+++ Extrait du document
Co-président exécutif du COJO (comité d’organisation des JO) 1992, il continue de mener les affaires politiques du département, écarté qu’il est d’un portefeuille ministériel: il se murmure que le Premier ministre de cohabitation Jacques Chirac lui en voulait d’avoir décrocher les Jeux.

Avec Killy, une vraie complicité

Avec Jean-Claude Killy, une vraie complicité se noue, les deux apprenant l’un de l’autre, Michel Barnier trouvant dans le sportif accompli en 1968 sur les pistes puis dans le sport business américain dans les années 70 et 80 de quoi nourrir son envie d’apprendre à développer par le sport. Il apprend aussi à composer avec les exigences de chacune des vallées de montagne, souvent peu enclines à travailler en commun.
++++++
◆ Travail à faire ◆
A. Dans l'extrait sur Michel Barnier, reportez tout le passage depuis « Avec Killy, une » jusqu'à « travailler en commun. ».
B. Dressez la liste complète des personnes nommées dans l'extrait sur Michel Barnier.
C. D'après l'extrait sur Michel Barnier, en quelle année Jean-Claude Killy s'est-il illustré sur les pistes ?
+++ Données fournies
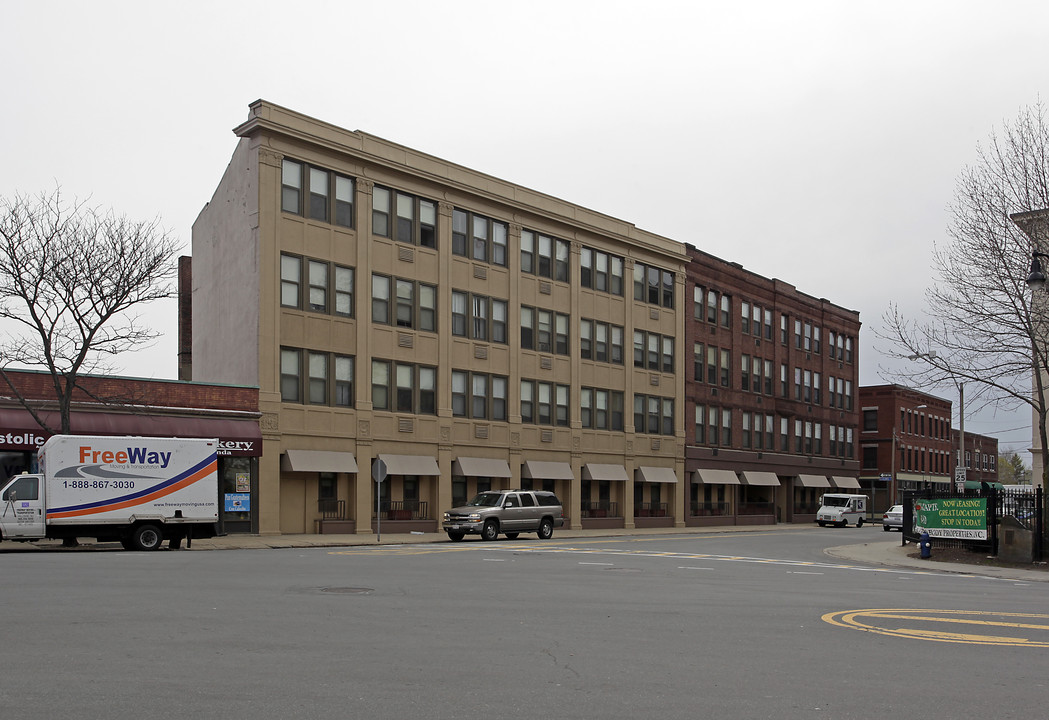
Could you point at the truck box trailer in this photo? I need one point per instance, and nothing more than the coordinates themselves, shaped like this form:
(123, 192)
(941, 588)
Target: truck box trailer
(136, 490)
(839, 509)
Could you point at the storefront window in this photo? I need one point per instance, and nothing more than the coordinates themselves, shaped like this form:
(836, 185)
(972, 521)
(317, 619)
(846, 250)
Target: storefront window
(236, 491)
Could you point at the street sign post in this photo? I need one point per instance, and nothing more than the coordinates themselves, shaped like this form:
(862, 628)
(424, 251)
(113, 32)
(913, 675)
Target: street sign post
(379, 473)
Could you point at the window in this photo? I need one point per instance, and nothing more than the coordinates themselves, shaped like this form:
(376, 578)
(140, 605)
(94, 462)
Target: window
++++++
+++ Données fournies
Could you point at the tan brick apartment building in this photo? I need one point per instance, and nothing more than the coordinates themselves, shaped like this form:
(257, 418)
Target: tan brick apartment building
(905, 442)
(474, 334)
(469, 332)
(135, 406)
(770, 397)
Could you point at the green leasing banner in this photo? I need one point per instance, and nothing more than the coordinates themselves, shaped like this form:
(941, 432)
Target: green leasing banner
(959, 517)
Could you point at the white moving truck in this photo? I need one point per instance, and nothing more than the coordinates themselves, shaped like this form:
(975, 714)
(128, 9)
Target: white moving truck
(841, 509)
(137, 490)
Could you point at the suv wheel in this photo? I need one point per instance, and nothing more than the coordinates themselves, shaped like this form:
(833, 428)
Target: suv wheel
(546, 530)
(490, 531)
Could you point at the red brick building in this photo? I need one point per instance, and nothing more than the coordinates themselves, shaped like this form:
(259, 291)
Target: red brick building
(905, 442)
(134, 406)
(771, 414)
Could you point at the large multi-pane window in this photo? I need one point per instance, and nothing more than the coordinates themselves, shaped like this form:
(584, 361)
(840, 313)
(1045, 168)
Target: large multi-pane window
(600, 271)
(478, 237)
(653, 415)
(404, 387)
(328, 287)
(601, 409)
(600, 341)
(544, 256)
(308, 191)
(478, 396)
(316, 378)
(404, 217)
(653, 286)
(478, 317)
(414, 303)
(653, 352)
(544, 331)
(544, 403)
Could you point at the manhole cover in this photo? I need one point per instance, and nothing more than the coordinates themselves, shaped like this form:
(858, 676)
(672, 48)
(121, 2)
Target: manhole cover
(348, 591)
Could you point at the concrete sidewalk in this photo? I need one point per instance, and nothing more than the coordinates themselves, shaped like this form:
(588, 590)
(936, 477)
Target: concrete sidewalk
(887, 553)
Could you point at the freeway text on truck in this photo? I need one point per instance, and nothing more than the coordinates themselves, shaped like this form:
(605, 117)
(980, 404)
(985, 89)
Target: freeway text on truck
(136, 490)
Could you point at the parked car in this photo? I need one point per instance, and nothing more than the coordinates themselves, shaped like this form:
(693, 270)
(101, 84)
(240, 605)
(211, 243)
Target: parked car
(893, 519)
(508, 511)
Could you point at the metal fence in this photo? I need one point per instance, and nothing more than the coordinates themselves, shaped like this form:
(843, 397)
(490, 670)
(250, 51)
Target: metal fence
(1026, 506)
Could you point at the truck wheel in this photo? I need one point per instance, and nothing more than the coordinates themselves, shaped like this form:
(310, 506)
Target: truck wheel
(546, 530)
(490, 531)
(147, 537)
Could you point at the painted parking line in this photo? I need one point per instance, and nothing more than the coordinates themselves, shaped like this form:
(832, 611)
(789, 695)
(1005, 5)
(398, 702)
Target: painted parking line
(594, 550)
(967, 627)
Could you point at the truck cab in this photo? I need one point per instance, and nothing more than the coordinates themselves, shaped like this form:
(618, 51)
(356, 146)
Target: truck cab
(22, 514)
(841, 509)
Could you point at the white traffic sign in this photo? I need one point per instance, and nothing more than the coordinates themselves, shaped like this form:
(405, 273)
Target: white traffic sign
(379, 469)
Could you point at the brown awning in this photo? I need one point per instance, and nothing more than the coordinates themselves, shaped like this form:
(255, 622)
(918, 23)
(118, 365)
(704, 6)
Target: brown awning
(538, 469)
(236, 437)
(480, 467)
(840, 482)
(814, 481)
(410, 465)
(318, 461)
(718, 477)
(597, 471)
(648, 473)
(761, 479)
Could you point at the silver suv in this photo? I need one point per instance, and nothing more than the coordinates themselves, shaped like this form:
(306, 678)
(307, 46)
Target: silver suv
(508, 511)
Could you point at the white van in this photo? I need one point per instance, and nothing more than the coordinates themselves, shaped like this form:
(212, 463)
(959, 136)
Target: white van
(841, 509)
++++++
◆ Réponses ◆
A.
Avec Killy, une vraie complicité

Avec Jean-Claude Killy, une vraie complicité se noue, les deux apprenant l’un de l’autre, Michel Barnier trouvant dans le sportif accompli en 1968 sur les pistes puis dans le sport business américain dans les années 70 et 80 de quoi nourrir son envie d’apprendre à développer par le sport. Il apprend aussi à composer avec les exigences de chacune des vallées de montagne, souvent peu enclines à travailler en commun.

B. Jacques Chirac, Jean-Claude Killy, Michel Barnier

C. En 1968.